------ Material shown ------
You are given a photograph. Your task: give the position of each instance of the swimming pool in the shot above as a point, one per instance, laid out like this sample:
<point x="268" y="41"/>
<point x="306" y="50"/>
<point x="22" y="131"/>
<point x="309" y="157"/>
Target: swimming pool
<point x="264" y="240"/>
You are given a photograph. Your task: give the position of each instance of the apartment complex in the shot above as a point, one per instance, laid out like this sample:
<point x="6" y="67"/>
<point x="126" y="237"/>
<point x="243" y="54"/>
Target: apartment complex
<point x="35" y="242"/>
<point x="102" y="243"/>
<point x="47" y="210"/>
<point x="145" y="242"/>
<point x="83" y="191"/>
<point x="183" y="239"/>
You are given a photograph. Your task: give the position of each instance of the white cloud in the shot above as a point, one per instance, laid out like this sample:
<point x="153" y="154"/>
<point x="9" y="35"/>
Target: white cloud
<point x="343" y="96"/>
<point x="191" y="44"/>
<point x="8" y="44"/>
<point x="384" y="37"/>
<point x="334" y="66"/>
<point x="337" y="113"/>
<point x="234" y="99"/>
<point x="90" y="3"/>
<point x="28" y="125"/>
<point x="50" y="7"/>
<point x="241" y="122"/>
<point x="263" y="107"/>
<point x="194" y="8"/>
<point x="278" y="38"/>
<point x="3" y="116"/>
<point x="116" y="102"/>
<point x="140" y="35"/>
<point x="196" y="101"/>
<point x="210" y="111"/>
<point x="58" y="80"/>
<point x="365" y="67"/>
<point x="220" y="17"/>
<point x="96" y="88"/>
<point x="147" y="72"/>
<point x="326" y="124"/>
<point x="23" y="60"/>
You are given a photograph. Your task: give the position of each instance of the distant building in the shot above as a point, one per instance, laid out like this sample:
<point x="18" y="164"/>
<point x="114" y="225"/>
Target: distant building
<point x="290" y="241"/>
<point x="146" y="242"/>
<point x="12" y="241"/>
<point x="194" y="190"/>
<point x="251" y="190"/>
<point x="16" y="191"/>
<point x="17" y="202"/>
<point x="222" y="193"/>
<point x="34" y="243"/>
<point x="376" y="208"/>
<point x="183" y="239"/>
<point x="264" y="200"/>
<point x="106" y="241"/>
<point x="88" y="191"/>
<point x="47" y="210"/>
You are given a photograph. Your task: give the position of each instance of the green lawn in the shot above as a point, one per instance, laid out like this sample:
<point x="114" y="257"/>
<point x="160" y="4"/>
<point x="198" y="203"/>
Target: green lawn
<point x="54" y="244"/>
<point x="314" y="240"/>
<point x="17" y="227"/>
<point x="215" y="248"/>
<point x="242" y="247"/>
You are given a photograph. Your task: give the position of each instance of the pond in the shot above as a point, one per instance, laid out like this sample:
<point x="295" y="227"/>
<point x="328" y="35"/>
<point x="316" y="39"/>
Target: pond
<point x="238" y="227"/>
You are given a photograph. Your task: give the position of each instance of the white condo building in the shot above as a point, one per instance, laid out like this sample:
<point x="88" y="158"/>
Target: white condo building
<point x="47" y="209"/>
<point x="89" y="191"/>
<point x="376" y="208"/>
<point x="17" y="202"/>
------
------ Material shown ------
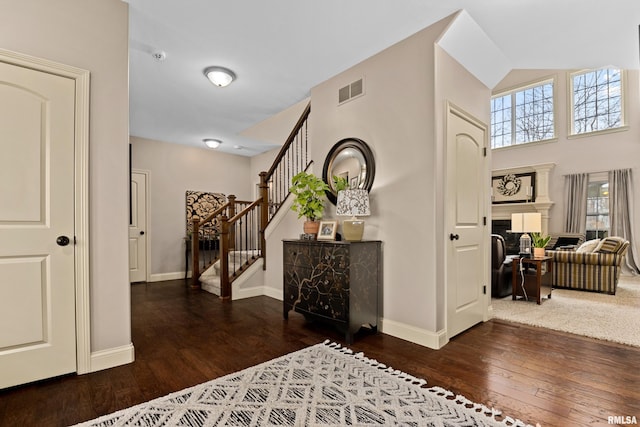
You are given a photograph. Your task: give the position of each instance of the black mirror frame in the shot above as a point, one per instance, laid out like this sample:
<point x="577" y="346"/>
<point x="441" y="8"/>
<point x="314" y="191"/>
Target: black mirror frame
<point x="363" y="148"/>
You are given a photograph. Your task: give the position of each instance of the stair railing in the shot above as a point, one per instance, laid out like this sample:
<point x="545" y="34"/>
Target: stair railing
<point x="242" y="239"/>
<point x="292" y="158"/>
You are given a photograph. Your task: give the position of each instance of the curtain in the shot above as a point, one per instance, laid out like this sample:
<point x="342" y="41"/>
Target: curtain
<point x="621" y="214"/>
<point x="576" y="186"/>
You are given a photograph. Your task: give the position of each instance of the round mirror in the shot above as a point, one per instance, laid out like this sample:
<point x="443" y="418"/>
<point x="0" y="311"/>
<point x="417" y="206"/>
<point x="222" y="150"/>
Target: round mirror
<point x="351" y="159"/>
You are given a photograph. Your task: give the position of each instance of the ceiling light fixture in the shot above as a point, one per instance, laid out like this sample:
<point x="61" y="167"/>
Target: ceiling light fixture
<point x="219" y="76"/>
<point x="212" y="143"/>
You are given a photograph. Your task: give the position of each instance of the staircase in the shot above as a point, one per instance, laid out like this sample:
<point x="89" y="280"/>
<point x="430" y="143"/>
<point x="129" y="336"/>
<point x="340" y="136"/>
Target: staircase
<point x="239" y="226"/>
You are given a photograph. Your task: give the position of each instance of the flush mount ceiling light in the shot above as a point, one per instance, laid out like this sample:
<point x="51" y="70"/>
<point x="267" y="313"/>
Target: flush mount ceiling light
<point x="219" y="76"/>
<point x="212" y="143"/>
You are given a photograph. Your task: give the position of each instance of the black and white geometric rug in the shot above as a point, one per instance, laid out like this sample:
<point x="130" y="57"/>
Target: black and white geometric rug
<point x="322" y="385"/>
------
▶ [Instructions for the task] Display each line in the records above that contains the word "curtain", treating uppercase and lowercase letters as different.

▶ [Completed task]
You are given a photograph. Your task: give the position of each instance of the curtain in the shot above as a point, one per instance, laid out like this sample:
Target: curtain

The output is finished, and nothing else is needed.